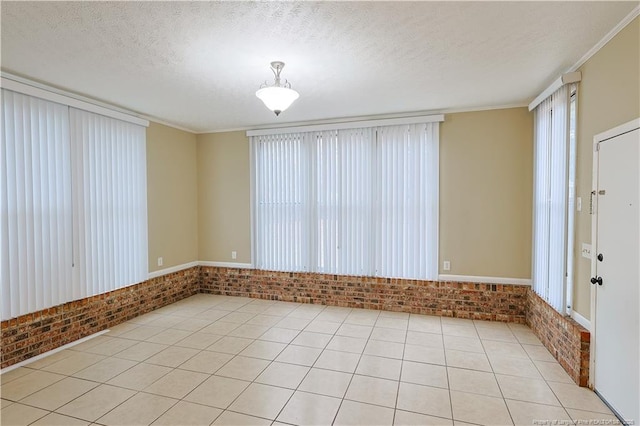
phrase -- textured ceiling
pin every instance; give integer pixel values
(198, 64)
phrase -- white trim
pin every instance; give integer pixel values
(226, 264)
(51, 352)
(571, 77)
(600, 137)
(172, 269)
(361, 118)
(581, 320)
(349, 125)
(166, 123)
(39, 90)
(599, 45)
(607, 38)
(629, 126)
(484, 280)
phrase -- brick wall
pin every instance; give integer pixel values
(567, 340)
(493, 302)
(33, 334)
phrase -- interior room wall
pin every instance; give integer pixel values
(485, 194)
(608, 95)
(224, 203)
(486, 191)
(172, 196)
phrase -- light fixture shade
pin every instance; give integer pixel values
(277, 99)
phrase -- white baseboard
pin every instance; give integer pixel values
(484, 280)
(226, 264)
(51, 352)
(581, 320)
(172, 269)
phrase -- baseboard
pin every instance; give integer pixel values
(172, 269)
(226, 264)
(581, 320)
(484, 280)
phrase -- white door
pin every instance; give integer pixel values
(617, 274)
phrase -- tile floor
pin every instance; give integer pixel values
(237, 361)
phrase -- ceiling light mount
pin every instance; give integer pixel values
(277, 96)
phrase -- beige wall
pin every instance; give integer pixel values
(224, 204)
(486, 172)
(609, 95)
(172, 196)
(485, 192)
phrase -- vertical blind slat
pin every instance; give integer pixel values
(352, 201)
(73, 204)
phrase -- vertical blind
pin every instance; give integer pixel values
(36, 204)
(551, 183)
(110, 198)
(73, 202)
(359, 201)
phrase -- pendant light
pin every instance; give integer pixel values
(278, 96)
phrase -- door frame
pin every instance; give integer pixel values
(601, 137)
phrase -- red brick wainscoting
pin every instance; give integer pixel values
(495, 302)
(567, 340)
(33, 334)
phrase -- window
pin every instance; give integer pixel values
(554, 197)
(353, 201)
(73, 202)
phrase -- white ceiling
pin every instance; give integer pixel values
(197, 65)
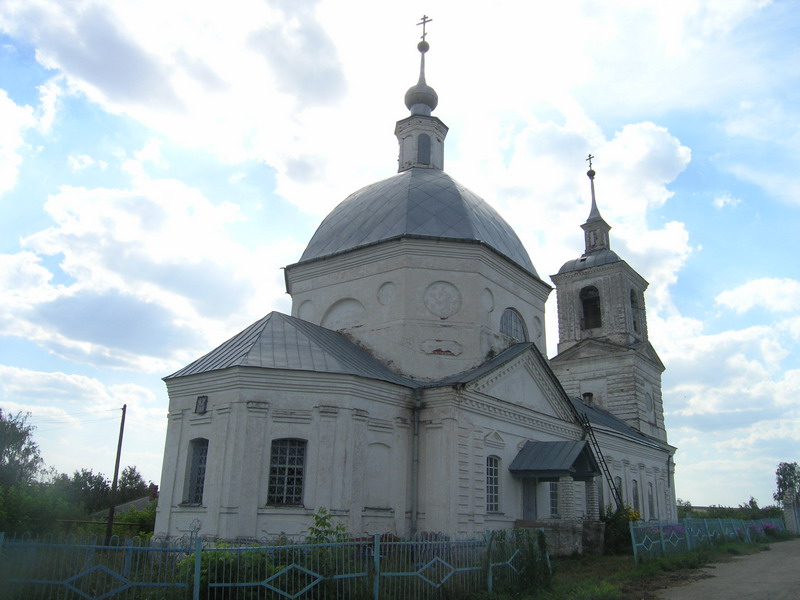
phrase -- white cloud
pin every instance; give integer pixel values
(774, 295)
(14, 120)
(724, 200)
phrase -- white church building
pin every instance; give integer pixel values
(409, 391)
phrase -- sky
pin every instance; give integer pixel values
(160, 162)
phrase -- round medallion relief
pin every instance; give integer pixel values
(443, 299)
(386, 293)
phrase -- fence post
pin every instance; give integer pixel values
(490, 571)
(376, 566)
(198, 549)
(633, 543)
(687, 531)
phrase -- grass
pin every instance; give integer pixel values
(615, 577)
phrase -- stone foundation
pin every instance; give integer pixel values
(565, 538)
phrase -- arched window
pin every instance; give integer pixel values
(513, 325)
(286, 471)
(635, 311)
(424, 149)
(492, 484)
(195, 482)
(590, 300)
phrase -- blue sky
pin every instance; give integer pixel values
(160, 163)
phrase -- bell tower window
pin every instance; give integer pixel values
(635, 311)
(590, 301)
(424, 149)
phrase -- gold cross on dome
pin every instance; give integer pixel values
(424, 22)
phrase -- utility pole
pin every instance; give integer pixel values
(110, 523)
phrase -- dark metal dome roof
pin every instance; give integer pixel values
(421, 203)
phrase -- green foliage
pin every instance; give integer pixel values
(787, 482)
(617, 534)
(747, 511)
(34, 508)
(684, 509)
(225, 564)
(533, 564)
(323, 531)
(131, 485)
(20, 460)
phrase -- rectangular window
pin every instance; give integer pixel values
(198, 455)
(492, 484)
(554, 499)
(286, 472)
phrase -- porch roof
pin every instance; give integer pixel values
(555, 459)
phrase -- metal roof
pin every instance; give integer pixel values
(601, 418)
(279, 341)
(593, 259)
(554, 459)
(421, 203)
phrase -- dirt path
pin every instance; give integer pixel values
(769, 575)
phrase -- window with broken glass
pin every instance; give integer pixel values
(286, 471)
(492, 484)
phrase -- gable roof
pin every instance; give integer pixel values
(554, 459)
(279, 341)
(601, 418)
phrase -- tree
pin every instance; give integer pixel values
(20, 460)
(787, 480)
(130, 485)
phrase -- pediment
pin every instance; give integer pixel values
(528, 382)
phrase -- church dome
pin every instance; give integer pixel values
# # # #
§ JOB
Copy the material shown above in full and exactly. Skip the pictures.

§ CORRECT RESPONSE
phrase -- textured ceiling
pin every instance; give integer pixel values
(198, 64)
phrase -- white trim
pin every instance; give integer pixel values
(226, 264)
(51, 352)
(571, 77)
(600, 137)
(172, 269)
(361, 118)
(581, 320)
(349, 125)
(166, 123)
(39, 90)
(599, 45)
(607, 38)
(629, 126)
(484, 280)
phrase -- brick wall
pin every instance; give integer pixel values
(567, 340)
(493, 302)
(33, 334)
phrase -- interior room wall
pin every instance; give integer pixel values
(485, 194)
(608, 95)
(224, 203)
(486, 191)
(172, 196)
phrase -- light fixture shade
pin every instance; give integer pixel values
(277, 99)
phrase -- white baseboard
pin every instance; give integer pixel values
(484, 280)
(226, 264)
(51, 352)
(581, 320)
(172, 269)
phrase -- baseboard
pin every instance; give integer pixel values
(172, 269)
(226, 264)
(581, 320)
(484, 280)
phrase -- white door
pin every instance; give integer pixel values
(617, 274)
phrase -- tile floor
pin every instance; give integer pixel values
(237, 361)
phrase -- ceiling light mount
pin every instance; give integer pixel values
(277, 96)
phrase -- beige wall
pin every instance; give integer pixel values
(224, 204)
(486, 172)
(609, 95)
(172, 196)
(485, 192)
phrase -- vertical blind slat
pin every instance; give integer pixel values
(352, 201)
(73, 204)
phrase -- vertical blind
pin every instance; give integer pixel values
(36, 204)
(551, 183)
(110, 198)
(73, 202)
(359, 201)
phrase -- pendant light
pin every instance; give integer pixel values
(278, 96)
phrase -- door frame
pin every instance; give integer pixel values
(601, 137)
phrase -- red brick wainscoting
pin every instance; give integer pixel values
(495, 302)
(567, 340)
(33, 334)
phrase -- window
pin every instance; give integer pixel values
(554, 197)
(353, 201)
(73, 202)
phrase -- white ceiling
pin every instance; give integer pixel values
(197, 65)
phrase -- white cloud
pin every instance; give integer pixel values
(774, 295)
(14, 120)
(724, 200)
phrase -- white church building
pin every instance; give integer pixel values
(409, 391)
phrase -- sky
pin every instance; give integer pixel values
(160, 162)
phrase -- round medallion relief
pin every instance; give integer pixel values
(443, 299)
(386, 293)
phrase -- fence post
pin every instance; give integer pixel values
(490, 571)
(376, 566)
(198, 549)
(633, 543)
(687, 531)
phrase -- grass
pin every instance; give integer pixel values
(615, 577)
phrase -- stone foundation
pin every instance; give integer pixel values
(565, 538)
phrase -- arched window
pin every instance; give integer pixel values
(513, 325)
(286, 471)
(635, 311)
(424, 149)
(492, 484)
(195, 482)
(590, 300)
phrase -- blue sky
pin every instance; give integer pixel values
(160, 163)
phrase -- bell tower window
pin every instance; give integer pixel values
(635, 311)
(590, 301)
(424, 149)
phrase -- gold cross on dome
pin every instance; give integer pixel values
(424, 22)
phrase -- utility pole
pin every instance; give integer pixel values
(110, 523)
phrase -- dark metal dome roof
pin every instance; give integer pixel values
(421, 203)
phrase -- green foliage
pin every instance; give integer pixel values
(787, 482)
(617, 534)
(747, 511)
(34, 508)
(684, 509)
(225, 564)
(533, 564)
(323, 531)
(131, 485)
(20, 460)
phrase -- rectangular window
pin every instance; give integer pixel values
(198, 455)
(492, 484)
(554, 499)
(286, 472)
phrase -- porch roof
pin every instance; give integer pixel values
(555, 459)
phrase -- metal roof
pin every instance; give integer pixel values
(601, 418)
(279, 341)
(593, 259)
(554, 459)
(421, 203)
phrase -- dirt path
pin every instance; give integer pixel values
(769, 575)
phrase -- window with broken glass
pin every instance; give integer pixel values
(286, 471)
(492, 484)
phrase -- gable roof
pin every instance; give integer pixel values
(554, 459)
(279, 341)
(601, 418)
phrase -- tree
pin every instance; give integer pixel values
(20, 460)
(787, 480)
(130, 485)
phrase -- pediment
pin every instance; give integer pixel values
(528, 382)
phrase -- church dome
pin every instance; give integer pixel values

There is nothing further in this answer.